*** Block opens ***

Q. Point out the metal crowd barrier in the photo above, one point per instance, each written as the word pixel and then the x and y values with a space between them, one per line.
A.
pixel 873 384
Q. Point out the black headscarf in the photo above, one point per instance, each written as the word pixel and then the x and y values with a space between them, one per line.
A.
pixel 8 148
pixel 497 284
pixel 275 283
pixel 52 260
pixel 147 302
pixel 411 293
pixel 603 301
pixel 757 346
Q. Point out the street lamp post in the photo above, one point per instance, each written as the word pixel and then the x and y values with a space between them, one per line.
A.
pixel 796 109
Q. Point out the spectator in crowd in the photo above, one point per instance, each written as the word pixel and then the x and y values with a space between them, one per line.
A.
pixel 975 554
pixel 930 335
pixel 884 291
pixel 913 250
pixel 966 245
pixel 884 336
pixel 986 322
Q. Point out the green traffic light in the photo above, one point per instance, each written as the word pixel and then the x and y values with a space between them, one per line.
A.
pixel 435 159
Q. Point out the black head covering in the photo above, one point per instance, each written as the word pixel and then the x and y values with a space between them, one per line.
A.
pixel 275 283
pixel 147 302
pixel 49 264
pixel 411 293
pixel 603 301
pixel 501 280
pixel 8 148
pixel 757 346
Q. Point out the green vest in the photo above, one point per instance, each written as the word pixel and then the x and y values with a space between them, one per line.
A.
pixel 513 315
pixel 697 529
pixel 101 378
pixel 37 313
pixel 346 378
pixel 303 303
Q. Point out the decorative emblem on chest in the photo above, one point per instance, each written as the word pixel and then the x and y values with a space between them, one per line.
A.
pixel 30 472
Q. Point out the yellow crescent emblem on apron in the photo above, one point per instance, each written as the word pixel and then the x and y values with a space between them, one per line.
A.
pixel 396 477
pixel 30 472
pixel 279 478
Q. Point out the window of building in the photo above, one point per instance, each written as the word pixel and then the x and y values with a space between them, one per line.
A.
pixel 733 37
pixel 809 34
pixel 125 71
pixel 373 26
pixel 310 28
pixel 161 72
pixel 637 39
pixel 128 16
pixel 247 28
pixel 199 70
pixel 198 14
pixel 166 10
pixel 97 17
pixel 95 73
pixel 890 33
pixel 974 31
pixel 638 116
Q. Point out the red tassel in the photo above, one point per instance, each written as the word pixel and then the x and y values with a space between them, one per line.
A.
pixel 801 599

*** Block closes ***

▸ **ACTIVITY**: Set the listing above down once more in full, exactly as it is.

▸ **ANSWER TO THE PROBLEM**:
Q. Point out the metal crowd barrier in the photo above, one point per instance, each written as the word pixel and then the x and y values with a space between them, one per line.
A.
pixel 873 384
Q. Point out the black headscarf in the photo above, one point per instance, each written as the word pixel and then the x and y values with a space between them, one per line.
A.
pixel 8 148
pixel 497 284
pixel 275 283
pixel 52 260
pixel 147 302
pixel 411 293
pixel 603 301
pixel 757 346
Q. Point out the street lamp post in the photo above, one point per instance, each written as the word pixel and then the x and y values with a space between them, one per line.
A.
pixel 796 109
Q. Point out the spectator in crowd in the photo above, one point per instance, each written as the word pixel and then the x and y values with a space between them, one per line.
A.
pixel 975 554
pixel 930 335
pixel 884 291
pixel 913 250
pixel 966 245
pixel 884 336
pixel 986 322
Q. Point out the green traffic light in the photo above, one point per instance, each written as the word pixel and then the x and y values with a space between them, one per line.
A.
pixel 435 159
Q. Point out the black head covering in the photo above, one point per instance, each written as the word pixel and then the x and y values with a space between them, one per line.
A.
pixel 275 283
pixel 147 302
pixel 49 264
pixel 411 293
pixel 603 301
pixel 501 280
pixel 8 148
pixel 757 346
Q. Point out the green vest in the photo above, one point per instance, each written as the word pixel and then the x and y values with a space between them, one per line.
A.
pixel 513 315
pixel 697 529
pixel 101 378
pixel 37 313
pixel 346 378
pixel 303 303
Q. Point out the decorative emblem on chest in the photo above, one point per instance, each written as the word pixel and then the x and y values with a space between them, one per line.
A.
pixel 30 472
Q. Point out the yellow crescent emblem on apron in the photo above, one point per instance, each written as the word pixel and then the x and y values with a space between them, one per line.
A.
pixel 396 477
pixel 30 472
pixel 279 478
Q. Point out the window of building in the photo above, one point per instance, each written as the word pixel and then the x and y values with a space between them, one per line.
A.
pixel 733 37
pixel 809 34
pixel 125 71
pixel 373 26
pixel 310 28
pixel 161 72
pixel 637 39
pixel 128 16
pixel 247 28
pixel 199 70
pixel 198 14
pixel 166 10
pixel 97 17
pixel 95 73
pixel 890 33
pixel 974 31
pixel 638 116
Q. Point out the red tassel in the photo above, one point per instance, each written as the word pixel and then the x and y values with a space between them, one per line.
A.
pixel 801 599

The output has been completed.